Cattiveria o determinazione?
In una lettera inviata al Corriere della Sera a marzo 2025, circa un mese prima di morire, Papa Francesco ha lanciato l’ennesimo appello per la pace, nel quale ha sottolineato l’importanza dell’uso attento delle parole. Riporto una parte della lettera 1
Vorrei incoraggiare lei e tutti coloro che dedicano lavoro e intelligenza a informare, attraverso strumenti di comunicazione che ormai uniscono il nostro mondo in tempo reale: sentite tutta l’importanza delle parole. Non sono mai soltanto parole: sono fatti che costruiscono gli ambienti umani. Possono collegare o dividere, servire la verità o servirsene. Dobbiamo disarmare le parole, per disarmare le menti e disarmare la Terra. C’è un grande bisogno di riflessione, di pacatezza, di senso della complessità.

---*---

ESERCIZIO 1
Elenca tutto ciò che, secondo l'estratto sulla lettera di Papa Francesco, occorre disarmare.
ESERCIZIO 2
Indica se ciascuna affermazione concorda con l'estratto sulla lettera di Papa Francesco, citando le parole decisive del testo.
(a) La lettera fu inviata al Corriere della Sera nel marzo 2025.
(b) Secondo la lettera, le parole sono soltanto parole.
(c) La lettera fu scritta circa un anno prima della morte del Papa.
ESERCIZIO 3
Scrivi il seguito dell'estratto sulla lettera di Papa Francesco, partendo subito dopo la sua ultima frase.

MATERIALE FORNITO

---*---

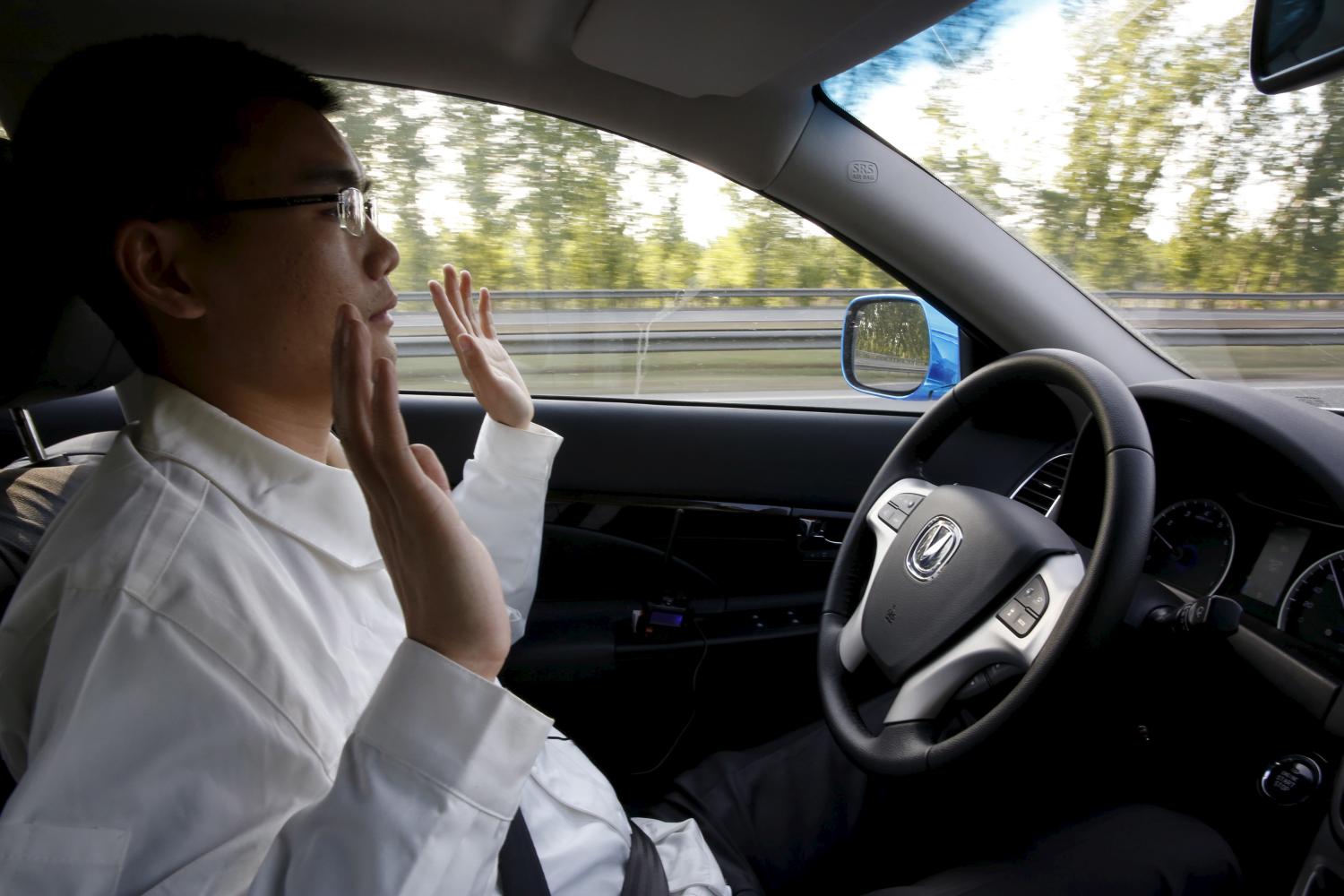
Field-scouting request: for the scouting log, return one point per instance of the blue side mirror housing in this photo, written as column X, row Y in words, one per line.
column 900, row 347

---*---

RISPOSTA 1
Le parole, le menti, la Terra.

RISPOSTA 2
(a) Sì: «In una lettera inviata al Corriere della Sera a marzo 2025».
(b) No: «Non sono mai soltanto parole: sono fatti che costruiscono gli ambienti umani».
(c) No: «circa un mese prima di morire».

RISPOSTA 3
Queste parole sono profondamente sagge. Potrei aggiungere altri esempi di persone illuminate (Mandela, Martin Luther King, Gandhi, Daisaku Ikeda) che ci hanno esortato a stare lontani da parole orientate a stimolare la parte violenta innata in ogni essere umano.
Mi soffermo su una parola comunemente utilizzata nel linguaggio sportivo, calcistico ma non solo, che dal mio punto di vista è un esempio di come la scelta delle parole non sia innocua, ma contribuisca alla creazione di un’atmosfera che può facilmente sfociare nella violenza. Quante volte, nei commenti relativi a una partita di calcio, abbiamo ascoltato le seguenti parole:
“Dovevamo essere più cattivi sotto porta”
“Abbiamo perso perché ci è mancata cattiveria”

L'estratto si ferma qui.